(SET TASK A)
Render the records that follow the International Labour Organisation passage as a two-column CSV with the columns instruction and response. Give one row per record, holding its request text and its answer, each in one quoted field with line breaks replaced by spaces.

(PAGE TEXT)
• • • •
About the ‘International Labour Organisation’

  • The ILO, headquartered at Geneva, Switzerland, is a specialised agency of the United Nations (UN).
  • It was established in 1919, as part of the Treaty of Versailles.
  • It is responsible for setting labour standards, develop policies and devise programmes promoting decent work for all women and men.
  • It is the only tripartite agency which brings together governments, employers and workers of 187 member States.
  • Parent organisation: Economic and Social Council of the United Nations
  • The ILO has four strategic objectives –
      • Promote and realise standards and fundamental principles and rights at work
      • Create greater opportunities for women and men to decent employment and income
      • Enhance the coverage and effectiveness of social protection for all, and
      • Strengthen tripartism and social dialogue
  • It is also a member of the United Nations Development Group (UNDP), a coalition of UN organisation aimed at helping meet the Sustainable Development Goals.
  • Members – The ILO has 187 member states (186 Countries + The Cook Islands)
• • • •
(RECORD SET)
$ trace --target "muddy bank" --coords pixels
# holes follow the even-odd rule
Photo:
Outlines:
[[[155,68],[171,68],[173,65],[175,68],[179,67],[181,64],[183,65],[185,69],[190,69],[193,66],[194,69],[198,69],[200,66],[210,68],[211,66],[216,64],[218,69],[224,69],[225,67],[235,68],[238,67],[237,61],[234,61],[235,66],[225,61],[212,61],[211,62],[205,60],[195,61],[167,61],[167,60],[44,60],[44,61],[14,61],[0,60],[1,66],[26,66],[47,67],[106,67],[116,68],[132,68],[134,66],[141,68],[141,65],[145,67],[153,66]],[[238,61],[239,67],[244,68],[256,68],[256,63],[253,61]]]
• • • •
(SET TASK B)
Reproduce the passage on the International Labour Organisation above word for word, in full.

(EXERCISE ANSWER A)
instruction,response
"$ trace --target ""muddy bank"" --coords pixels # holes follow the even-odd rule Photo: Outlines:","[[[155,68],[171,68],[173,65],[175,68],[179,67],[181,64],[183,65],[185,69],[190,69],[193,66],[194,69],[198,69],[200,66],[210,68],[211,66],[216,64],[218,69],[224,69],[225,67],[235,68],[238,67],[237,61],[234,61],[235,66],[225,61],[212,61],[211,62],[205,60],[195,61],[167,61],[167,60],[44,60],[44,61],[14,61],[0,60],[1,66],[26,66],[47,67],[106,67],[116,68],[132,68],[134,66],[141,68],[141,65],[145,67],[153,66]],[[238,61],[239,67],[244,68],[256,68],[256,63],[253,61]]]"

(EXERCISE ANSWER B)
About the ‘International Labour Organisation’

  • The ILO, headquartered at Geneva, Switzerland, is a specialised agency of the United Nations (UN).
  • It was established in 1919, as part of the Treaty of Versailles.
  • It is responsible for setting labour standards, develop policies and devise programmes promoting decent work for all women and men.
  • It is the only tripartite agency which brings together governments, employers and workers of 187 member States.
  • Parent organisation: Economic and Social Council of the United Nations
  • The ILO has four strategic objectives –
      • Promote and realise standards and fundamental principles and rights at work
      • Create greater opportunities for women and men to decent employment and income
      • Enhance the coverage and effectiveness of social protection for all, and
      • Strengthen tripartism and social dialogue
  • It is also a member of the United Nations Development Group (UNDP), a coalition of UN organisation aimed at helping meet the Sustainable Development Goals.
  • Members – The ILO has 187 member states (186 Countries + The Cook Islands)